■ **THE PROBLEM**
Please print the section of the Lindbergh and faith text below from "The odds were" to "changing the world.", word for word.

---------- EXTRACT ----------

The odds were not in favor of Charles Lindbergh as he taxied down that muddy runway. But despite the weight of 450 gallons of fuel, he coaxed The Spirit of St. Louis into the air and out over the ocean. Thirty-three and a half hours and 3600 miles later, he landed at Le Bourget airfield outside of Paris, completing the first solo transatlantic flight in history. And changing the world.
Lindbergh had faith that he would succeed. He trusted his abilities as a pilot. He had faith in his stamina. He had faith in his team. He trusted his plane. This quiet and complex man from Minnesota also had a quiet and complex faith in God. In later years when he flew combat missions in the Pacific theater during WWII, he would carry a New Testament with him. Still later, after surveying the damage done to Hiroshima and Nagasaki by the atomic bomb, he wrote a book that warned against the advancement of technology when divorced from the ethical guidance of Jesus and other spiritual teachers. His tombstone in the small graveyard beside Palapala Ho’omau Congregational Church on Maui contains these words from Psalm 139: “If I take the wings of the morning, and dwell in the uttermost parts of the sea…”
“Faith equals trust,” said Martin Luther. Lindbergh trusted that even on the wings of the morning, over the uttermost parts of the sea he wasn’t alone. God was with him.
In today’s first reading we are reminded of the covenant, the trust agreement, that God made with Abraham that he would become the ancestor of a multitude of nations. Even though Abraham was 99 years old at the time, we’re told that he trusted that God could make it happen. Sarah, you may recall, was a little more skeptical. She laughed. She knew that both she and her husband were well past child-bearing years. But the Lord had the last laugh. And when Sarah had a baby boy about nine months later, they named him Isaac, which means “laughter.”
St. Paul lifts up Abraham as a model of faith and tells us that his faith—his trust in God’s promise—was reckoned to him as righteousness. He was regarded as righteous because he trusted God and believed God’s promise. Frankly, I think Sarah deserves more than a few righteousness points here, too, even if she did laugh. After all, she’s the one who had to get pregnant and give birth. She did all the heavy lifting. Abraham may have trusted God in his head and in his heart, but Sarah was invested in the deal with her whole self, body and soul.

---------- DATA ----------

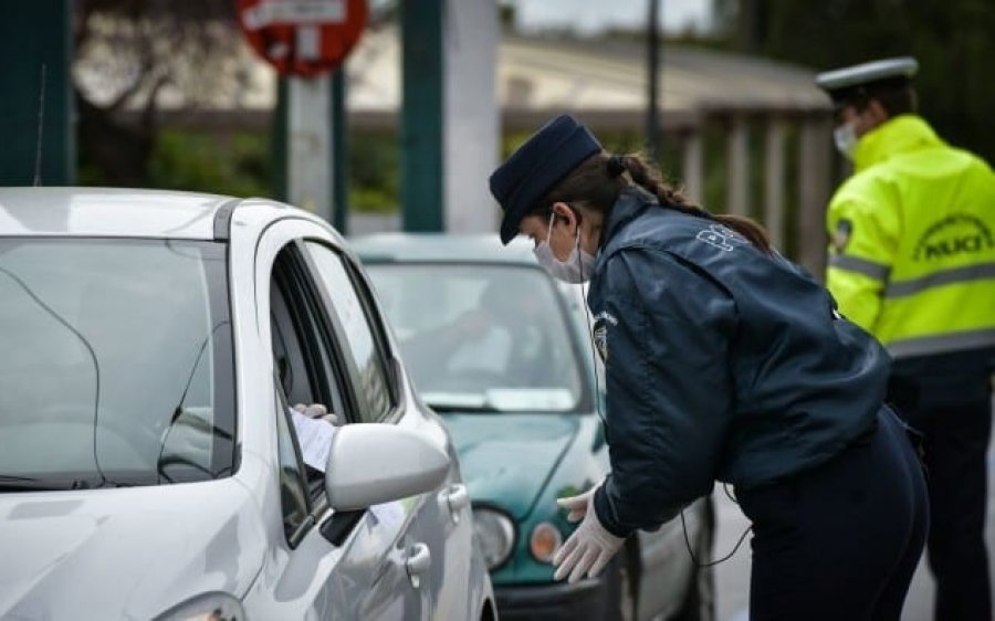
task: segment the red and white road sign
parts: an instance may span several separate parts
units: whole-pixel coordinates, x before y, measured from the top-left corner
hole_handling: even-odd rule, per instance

----------

■ **FINISHED TASK**
The odds were not in favor of Charles Lindbergh as he taxied down that muddy runway. But despite the weight of 450 gallons of fuel, he coaxed The Spirit of St. Louis into the air and out over the ocean. Thirty-three and a half hours and 3600 miles later, he landed at Le Bourget airfield outside of Paris, completing the first solo transatlantic flight in history. And changing the world.